* Data for the task:
:::
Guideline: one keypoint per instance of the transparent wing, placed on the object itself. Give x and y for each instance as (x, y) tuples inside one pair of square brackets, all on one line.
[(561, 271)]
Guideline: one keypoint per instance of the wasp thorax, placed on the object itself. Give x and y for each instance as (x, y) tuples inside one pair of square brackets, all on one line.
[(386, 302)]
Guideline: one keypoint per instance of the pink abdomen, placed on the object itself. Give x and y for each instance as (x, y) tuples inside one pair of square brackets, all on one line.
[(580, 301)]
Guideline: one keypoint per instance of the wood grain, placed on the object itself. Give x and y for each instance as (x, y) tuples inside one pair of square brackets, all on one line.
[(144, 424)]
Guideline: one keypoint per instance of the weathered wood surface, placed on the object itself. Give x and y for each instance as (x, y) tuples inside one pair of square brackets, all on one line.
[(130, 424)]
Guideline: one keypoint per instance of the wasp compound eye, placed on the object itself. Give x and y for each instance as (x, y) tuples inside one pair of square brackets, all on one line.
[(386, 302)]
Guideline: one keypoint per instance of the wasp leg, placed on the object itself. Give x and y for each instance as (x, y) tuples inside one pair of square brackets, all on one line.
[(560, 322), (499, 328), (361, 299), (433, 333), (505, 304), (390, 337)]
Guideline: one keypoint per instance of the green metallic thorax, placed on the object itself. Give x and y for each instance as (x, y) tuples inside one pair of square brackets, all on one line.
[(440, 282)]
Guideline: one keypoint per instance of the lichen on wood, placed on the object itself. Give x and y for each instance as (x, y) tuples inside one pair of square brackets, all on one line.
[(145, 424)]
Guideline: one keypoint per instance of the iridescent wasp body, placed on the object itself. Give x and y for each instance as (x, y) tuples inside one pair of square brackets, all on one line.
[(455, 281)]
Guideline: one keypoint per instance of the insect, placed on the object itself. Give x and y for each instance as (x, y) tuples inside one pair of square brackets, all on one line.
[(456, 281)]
:::
* Instructions to follow:
No line should appear in the answer except those from the one containing "Guideline: one keypoint per instance of the insect, placed" through the last line of the listing, each retyped exactly.

* Exercise output:
Guideline: one keypoint per instance of the insect, placed on the object itself. Give x and y for each instance as (x, y) tuples inside one pair of square brackets, all on one line.
[(456, 281)]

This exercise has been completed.